Objectif visé
Prolongez le billet sur la Saint-Jean reproduit ci-dessous en reprenant après sa dernière phrase.

Extrait
+ + + + + + +

J’avais pas l’intention de faire de post pour la St-Jean. Juste parce que j’étais pas chez moi. Et puis je reviens et je fais le tour et je lis une tonne et demi d’idioties et vraiment, non, je suis ne suis plus trop fière.
Oui, hier je suis descendue parmi les bédaines et les tatous. Oui j’ai aimé ça Xavier Caféine et Loco Locass. Et j’ai trouvé le monde beau. Les hommes, les femmes, les enfants. Chinois, libanais, africains, latinos, haïtiens, italiens, grecs, et on bouffait de la poutine et des empenadas en buvant de la Bleue tiède et flate pis on se faisait des sourires, pis j’ai pas eu de misère du tout à m’identifier à tous ceux qui m’entouraient.
J’ai crissement plus de misère avec ceux qui beuglent que les québécois c’est une gang de BS obèse pas éduquée.
La mort du Québec, du québécois n’est pas juste due à Star Académie et Cinéplex Odéon. Il n’y a pas que les spectateurs de Loft Story qui nous tirent par le bas. Il y a tous les autres, qui préfèrent taper sur leur clavier que leur patrie leur fait honte, qui aiment mieux chier sur une journée de party qui fait du bien, qui annonce le début de l’été, qui nous permet d’échanger des sourires avec des étrangers, ce qu’on ne fait plus jamais. Et puis je vous avoue quelque chose. Des groupes comme Loco Locass me donnent espoir.
Il n’y a pas que des losers, des BS et des caves ici. Il y a aussi des hypocrites. Arrêtez de toujours regarder vers le haut, vers l’état, pour vous sortir de la marde et de regarder vers le bas pour vous réconforter que vous êtes pas si pire. Arrêtez de brailler que tout va mal et impliquez vous. Arrêtez de rire des autres et regardez vous donc dans le miroir. Et si vous n’êtes toujours pas heureux ici, si vous pensez que vous êtes au dessus de tout ça, de nous tous, si les québécois vous font toujours aussi honte, déménagez donc en bas ou l’autre bord de la flaque, ou même au bout de la 40. Ça doit être tellement mieux qu’ici.
Pour ma part, je préfère croire que tout espoir n’est pas perdu. Je préfère les discours grandiloquents, les élans patriotiques théâtraux, à n’importe quel bitchage. J’ai espoir.

+ + + + + + +

Inventaire
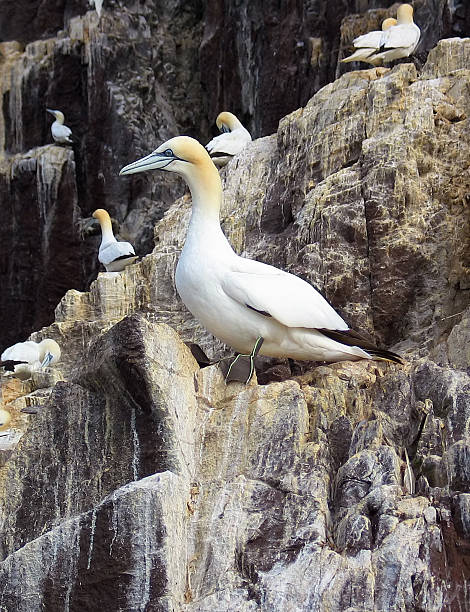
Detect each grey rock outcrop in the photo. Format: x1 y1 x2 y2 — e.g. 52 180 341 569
0 39 470 612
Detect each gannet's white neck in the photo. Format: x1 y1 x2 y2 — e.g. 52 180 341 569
181 156 233 259
182 157 222 227
93 208 117 245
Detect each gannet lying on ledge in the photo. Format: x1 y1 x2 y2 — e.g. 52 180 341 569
0 338 60 380
341 17 397 65
46 108 73 144
93 208 138 272
206 111 251 166
120 136 401 382
369 4 421 64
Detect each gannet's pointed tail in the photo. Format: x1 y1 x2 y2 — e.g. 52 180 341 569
318 329 404 365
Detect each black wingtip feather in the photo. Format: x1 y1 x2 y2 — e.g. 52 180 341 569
318 329 404 365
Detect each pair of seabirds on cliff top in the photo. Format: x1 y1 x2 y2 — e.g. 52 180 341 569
120 136 401 382
0 338 61 380
89 111 251 272
341 4 421 66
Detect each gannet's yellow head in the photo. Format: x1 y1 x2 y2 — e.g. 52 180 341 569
215 111 243 132
39 338 61 367
118 136 214 177
397 4 413 24
382 17 398 32
46 108 65 124
0 408 11 431
92 208 111 224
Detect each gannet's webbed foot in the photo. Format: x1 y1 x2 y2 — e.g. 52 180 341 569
186 342 214 368
225 336 264 385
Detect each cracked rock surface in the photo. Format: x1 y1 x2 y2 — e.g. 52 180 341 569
0 8 470 612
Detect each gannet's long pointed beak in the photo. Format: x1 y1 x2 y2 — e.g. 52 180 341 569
119 149 179 176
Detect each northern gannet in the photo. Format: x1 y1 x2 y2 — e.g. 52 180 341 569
46 108 73 144
89 0 103 17
369 4 421 64
0 408 11 431
120 136 401 382
341 17 397 64
93 208 138 272
0 338 60 380
206 111 251 166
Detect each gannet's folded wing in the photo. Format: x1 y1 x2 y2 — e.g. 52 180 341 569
0 340 39 363
98 242 135 266
382 24 420 49
222 259 348 330
206 128 251 155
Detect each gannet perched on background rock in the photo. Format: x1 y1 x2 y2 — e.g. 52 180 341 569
46 108 73 144
206 111 251 166
0 338 60 380
369 4 421 64
341 17 397 64
120 136 401 382
93 208 138 272
0 408 11 431
89 0 103 17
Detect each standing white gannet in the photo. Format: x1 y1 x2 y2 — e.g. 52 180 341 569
93 208 138 272
341 17 397 64
0 338 60 380
369 4 421 64
120 136 401 382
206 111 251 166
46 108 73 144
89 0 103 17
0 408 11 435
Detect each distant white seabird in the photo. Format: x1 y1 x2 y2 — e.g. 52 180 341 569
89 0 103 17
206 111 251 166
0 408 11 435
120 136 401 382
0 338 61 380
341 17 397 65
46 108 73 144
370 4 421 64
93 208 138 272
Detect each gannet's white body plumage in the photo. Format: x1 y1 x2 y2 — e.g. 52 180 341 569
0 338 61 380
0 408 11 435
93 208 138 272
120 136 402 361
206 111 251 166
370 4 421 64
46 108 73 144
341 17 397 65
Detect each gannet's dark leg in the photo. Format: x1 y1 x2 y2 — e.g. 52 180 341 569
225 336 264 385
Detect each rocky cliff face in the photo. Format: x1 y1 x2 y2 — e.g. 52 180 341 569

+ + + + + + +

Résultat obtenu
Les Géants
-Biz, Batlam, Chafiik
Donne la main à toutes les rencontres, pays
Toi qui apparais
Par tous les chemins défoncés de ton histoire
— Gaston Miron
Nous sommes issus d’un sol immense, qui nous a tissés métissés
Rebus de brins de laine tressés très serré
Sans couture au sein d’une ceinture fléchée
Comme quelque queue clinquante de comète effilochée
Et si l’on suit le fil de notre texte il
Mène à la sortie du labyrinthe de Pan
Qui nous éreinte depuis qu’ils ont mis nos torts dedans
Ils ont conquis nos territoires, pillé notre histoire et volé notre mémoire
Avec leurs thèses de fous, ils nous ont dit: «Taisez-vous!
Vous ne valez pas 10 sous
Vous n’êtes pas vous, vous êtes nous
Vous êtes dissous
Notre substrat vous subsume et la comparaison vous consume»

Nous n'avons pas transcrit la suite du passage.